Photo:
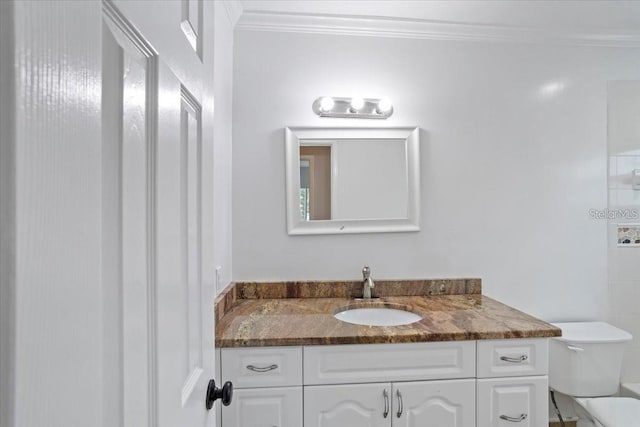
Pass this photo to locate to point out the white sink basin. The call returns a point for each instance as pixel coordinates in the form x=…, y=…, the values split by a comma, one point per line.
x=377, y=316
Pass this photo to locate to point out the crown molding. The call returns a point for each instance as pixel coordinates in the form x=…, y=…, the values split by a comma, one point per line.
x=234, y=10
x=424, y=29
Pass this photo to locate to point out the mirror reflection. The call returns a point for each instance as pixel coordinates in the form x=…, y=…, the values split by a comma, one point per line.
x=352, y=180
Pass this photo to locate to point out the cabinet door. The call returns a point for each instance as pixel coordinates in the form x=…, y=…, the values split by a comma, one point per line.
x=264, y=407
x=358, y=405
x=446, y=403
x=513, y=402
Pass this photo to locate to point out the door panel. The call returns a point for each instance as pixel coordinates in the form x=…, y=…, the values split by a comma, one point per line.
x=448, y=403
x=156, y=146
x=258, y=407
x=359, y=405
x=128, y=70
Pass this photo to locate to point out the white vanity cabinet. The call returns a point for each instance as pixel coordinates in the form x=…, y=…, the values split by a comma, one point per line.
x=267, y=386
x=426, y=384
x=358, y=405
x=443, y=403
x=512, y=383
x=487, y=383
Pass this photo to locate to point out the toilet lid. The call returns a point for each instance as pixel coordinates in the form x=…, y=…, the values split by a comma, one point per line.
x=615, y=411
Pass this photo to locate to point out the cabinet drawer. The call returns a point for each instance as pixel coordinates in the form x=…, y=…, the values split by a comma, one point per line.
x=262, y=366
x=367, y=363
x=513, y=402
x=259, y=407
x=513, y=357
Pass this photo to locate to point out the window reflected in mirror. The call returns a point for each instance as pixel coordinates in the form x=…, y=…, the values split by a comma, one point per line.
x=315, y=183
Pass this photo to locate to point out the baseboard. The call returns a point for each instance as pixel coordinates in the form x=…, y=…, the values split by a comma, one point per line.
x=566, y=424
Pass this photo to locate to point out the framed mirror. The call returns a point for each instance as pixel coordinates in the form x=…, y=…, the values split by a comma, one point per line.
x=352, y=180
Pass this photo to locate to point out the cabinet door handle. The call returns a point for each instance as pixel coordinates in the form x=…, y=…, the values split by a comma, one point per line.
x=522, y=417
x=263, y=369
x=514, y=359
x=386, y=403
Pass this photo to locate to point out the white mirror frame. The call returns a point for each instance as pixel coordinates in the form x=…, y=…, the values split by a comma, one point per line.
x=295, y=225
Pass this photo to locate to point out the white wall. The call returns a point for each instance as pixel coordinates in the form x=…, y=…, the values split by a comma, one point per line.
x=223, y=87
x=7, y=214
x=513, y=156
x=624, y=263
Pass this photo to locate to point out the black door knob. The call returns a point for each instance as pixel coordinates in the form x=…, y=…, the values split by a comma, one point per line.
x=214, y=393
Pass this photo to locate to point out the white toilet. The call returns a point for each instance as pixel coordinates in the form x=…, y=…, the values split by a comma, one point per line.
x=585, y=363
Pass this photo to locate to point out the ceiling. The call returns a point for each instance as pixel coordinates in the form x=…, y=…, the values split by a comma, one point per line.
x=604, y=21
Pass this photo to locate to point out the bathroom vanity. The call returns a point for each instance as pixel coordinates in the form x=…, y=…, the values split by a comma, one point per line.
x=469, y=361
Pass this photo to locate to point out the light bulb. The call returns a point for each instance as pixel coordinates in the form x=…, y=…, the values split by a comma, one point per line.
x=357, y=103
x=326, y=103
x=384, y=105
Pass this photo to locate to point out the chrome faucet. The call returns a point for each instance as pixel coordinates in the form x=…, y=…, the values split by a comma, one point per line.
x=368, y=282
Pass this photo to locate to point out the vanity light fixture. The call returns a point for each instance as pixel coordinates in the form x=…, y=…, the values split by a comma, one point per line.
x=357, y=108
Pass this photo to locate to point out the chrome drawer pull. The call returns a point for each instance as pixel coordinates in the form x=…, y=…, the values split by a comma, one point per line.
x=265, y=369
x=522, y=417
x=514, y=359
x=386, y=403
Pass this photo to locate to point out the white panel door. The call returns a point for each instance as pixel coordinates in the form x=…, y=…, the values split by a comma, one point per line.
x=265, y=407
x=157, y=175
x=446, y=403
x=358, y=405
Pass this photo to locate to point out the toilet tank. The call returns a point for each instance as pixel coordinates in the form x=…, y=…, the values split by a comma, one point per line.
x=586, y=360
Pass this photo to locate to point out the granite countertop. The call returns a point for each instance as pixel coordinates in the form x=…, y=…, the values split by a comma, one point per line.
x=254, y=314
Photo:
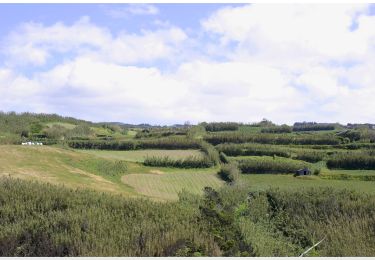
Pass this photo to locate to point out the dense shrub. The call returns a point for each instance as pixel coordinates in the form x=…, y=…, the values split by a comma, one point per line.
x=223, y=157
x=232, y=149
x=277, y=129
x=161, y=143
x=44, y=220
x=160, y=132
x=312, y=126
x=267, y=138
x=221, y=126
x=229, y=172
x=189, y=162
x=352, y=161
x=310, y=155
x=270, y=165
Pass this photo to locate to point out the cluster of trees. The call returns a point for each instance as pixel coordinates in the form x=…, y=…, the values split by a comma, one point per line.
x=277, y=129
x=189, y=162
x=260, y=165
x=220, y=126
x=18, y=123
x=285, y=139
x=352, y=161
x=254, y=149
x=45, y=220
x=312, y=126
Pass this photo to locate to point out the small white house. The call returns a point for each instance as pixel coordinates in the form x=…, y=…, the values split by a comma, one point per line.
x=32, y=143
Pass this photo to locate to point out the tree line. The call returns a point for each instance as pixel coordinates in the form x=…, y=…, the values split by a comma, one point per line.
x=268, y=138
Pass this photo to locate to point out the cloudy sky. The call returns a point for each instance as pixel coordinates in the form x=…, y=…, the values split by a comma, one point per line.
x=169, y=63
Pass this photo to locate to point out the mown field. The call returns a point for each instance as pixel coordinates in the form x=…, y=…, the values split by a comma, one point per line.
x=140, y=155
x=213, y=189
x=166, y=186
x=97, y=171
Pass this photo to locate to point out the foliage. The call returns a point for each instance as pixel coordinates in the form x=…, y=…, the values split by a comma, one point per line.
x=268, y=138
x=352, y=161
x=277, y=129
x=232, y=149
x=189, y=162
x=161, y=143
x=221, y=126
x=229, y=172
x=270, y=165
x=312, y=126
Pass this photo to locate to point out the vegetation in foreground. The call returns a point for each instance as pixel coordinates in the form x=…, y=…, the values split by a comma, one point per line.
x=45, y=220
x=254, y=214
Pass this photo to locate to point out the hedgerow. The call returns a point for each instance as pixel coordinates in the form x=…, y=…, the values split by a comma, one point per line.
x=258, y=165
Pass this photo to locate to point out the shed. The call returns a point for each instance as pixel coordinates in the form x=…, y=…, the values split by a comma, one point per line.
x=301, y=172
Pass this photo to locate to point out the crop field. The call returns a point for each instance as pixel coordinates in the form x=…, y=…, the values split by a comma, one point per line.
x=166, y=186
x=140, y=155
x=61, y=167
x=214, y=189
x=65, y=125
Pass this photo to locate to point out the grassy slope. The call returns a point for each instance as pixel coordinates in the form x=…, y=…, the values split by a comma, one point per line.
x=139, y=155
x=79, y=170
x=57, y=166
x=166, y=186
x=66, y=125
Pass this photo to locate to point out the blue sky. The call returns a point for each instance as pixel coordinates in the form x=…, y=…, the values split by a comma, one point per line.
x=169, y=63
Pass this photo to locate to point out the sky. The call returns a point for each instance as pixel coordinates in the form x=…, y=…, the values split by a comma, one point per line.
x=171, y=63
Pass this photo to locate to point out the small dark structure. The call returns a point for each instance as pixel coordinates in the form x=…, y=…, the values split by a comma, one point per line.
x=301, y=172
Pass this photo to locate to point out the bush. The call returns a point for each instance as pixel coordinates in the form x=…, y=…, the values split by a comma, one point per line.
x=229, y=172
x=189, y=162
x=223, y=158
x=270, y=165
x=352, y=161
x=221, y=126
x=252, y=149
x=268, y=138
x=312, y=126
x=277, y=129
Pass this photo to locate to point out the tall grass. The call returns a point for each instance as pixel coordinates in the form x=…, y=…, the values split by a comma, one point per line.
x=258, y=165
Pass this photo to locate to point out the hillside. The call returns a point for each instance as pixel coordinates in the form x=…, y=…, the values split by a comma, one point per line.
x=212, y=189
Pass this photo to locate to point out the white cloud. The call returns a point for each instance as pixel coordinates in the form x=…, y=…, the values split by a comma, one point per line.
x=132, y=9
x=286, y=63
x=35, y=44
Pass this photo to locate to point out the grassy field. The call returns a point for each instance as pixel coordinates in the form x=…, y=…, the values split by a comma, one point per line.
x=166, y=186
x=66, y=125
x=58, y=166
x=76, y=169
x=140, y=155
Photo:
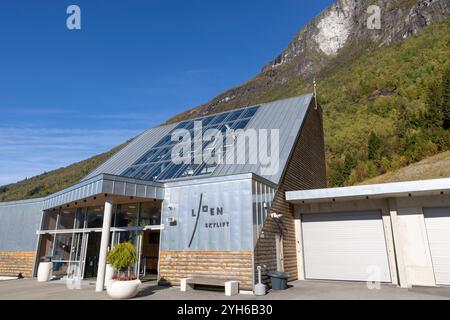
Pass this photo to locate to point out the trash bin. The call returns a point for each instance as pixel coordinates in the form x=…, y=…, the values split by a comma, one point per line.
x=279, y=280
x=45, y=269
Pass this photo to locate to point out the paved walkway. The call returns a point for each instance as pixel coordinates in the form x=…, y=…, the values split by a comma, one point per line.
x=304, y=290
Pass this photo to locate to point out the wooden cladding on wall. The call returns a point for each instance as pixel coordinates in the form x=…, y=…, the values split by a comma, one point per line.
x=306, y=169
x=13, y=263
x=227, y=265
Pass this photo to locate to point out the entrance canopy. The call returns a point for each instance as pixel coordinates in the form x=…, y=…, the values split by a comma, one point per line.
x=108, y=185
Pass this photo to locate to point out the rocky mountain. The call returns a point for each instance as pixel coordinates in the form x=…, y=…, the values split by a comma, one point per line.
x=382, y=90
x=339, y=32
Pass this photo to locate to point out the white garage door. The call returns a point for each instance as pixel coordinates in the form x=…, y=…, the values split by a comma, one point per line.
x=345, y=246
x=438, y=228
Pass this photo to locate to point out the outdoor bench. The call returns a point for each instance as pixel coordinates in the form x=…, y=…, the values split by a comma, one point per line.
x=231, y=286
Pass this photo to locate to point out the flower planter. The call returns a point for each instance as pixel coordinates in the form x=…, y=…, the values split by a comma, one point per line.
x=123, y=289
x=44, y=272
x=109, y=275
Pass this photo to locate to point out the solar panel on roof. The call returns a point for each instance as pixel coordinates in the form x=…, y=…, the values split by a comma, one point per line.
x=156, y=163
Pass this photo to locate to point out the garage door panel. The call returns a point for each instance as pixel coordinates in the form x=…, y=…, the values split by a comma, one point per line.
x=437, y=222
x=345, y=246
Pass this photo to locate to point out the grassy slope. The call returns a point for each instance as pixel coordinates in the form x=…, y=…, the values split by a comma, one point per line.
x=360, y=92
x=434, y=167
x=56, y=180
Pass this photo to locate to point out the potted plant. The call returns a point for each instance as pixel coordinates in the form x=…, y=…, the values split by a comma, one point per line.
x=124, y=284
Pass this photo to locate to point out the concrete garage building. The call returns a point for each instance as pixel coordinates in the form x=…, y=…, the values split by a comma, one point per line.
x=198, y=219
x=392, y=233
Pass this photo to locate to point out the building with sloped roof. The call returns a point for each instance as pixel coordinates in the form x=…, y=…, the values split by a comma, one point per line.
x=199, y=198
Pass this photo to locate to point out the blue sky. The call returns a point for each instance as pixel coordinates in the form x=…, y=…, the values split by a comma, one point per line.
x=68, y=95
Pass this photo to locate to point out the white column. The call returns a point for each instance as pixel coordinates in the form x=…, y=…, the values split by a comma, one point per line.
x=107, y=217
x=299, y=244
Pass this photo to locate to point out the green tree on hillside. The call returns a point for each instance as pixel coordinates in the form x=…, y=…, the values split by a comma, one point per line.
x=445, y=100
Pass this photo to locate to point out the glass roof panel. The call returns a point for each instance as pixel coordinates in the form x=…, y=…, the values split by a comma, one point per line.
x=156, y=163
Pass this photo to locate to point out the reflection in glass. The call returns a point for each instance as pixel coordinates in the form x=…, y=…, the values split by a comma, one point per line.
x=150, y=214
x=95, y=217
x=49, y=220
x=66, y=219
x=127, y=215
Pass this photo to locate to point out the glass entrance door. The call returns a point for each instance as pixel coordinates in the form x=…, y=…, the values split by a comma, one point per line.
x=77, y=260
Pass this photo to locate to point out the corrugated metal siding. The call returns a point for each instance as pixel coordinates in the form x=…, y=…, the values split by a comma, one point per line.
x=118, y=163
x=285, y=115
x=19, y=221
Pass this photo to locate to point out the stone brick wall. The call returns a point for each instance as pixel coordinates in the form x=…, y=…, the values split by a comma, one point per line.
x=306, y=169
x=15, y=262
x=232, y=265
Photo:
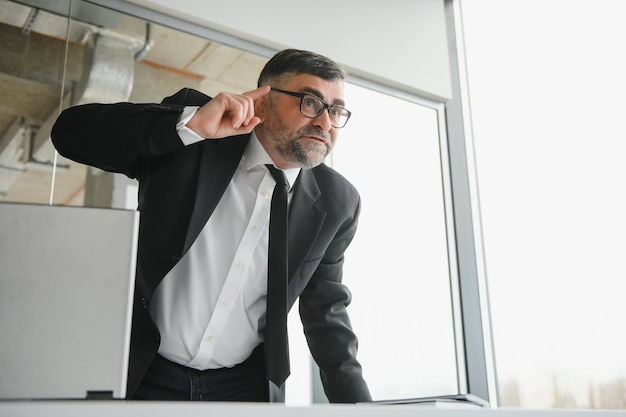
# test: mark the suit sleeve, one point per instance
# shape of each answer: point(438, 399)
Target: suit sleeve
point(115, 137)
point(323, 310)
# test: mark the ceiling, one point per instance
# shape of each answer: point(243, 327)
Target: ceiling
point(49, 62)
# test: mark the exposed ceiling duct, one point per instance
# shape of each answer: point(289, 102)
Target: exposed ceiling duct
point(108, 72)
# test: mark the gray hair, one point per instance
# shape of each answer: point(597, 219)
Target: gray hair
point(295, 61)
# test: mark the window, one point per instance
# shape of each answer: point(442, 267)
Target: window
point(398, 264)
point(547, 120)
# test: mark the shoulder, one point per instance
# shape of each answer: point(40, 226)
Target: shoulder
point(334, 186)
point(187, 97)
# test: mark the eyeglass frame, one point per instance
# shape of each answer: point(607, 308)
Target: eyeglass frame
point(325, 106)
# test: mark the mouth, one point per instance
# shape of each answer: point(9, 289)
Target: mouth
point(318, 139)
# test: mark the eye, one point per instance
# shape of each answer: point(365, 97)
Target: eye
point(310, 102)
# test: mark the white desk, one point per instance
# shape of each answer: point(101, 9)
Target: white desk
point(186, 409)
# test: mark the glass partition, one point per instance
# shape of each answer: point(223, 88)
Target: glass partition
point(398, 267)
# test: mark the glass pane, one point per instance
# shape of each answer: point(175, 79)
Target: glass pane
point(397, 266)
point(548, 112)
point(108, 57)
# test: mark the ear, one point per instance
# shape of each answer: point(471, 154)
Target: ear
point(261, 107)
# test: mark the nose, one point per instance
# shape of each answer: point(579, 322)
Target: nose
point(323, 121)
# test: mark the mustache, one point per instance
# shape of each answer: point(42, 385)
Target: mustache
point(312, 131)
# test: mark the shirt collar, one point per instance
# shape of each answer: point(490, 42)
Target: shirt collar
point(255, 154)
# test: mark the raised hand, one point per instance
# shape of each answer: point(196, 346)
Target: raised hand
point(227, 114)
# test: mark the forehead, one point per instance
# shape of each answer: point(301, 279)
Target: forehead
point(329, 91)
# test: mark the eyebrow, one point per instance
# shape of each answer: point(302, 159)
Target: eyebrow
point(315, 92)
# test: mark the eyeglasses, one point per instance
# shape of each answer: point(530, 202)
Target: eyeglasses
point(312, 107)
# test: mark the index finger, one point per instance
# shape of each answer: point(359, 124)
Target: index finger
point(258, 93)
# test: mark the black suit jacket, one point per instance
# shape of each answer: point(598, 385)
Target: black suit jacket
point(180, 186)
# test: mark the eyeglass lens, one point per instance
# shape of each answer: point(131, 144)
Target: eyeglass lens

> **Action item**
In the entries above, find lines with "lens" and copy each.

> **Solution to this problem**
# test: mark the eyeglass lens, one point per instance
Target: eyeglass lens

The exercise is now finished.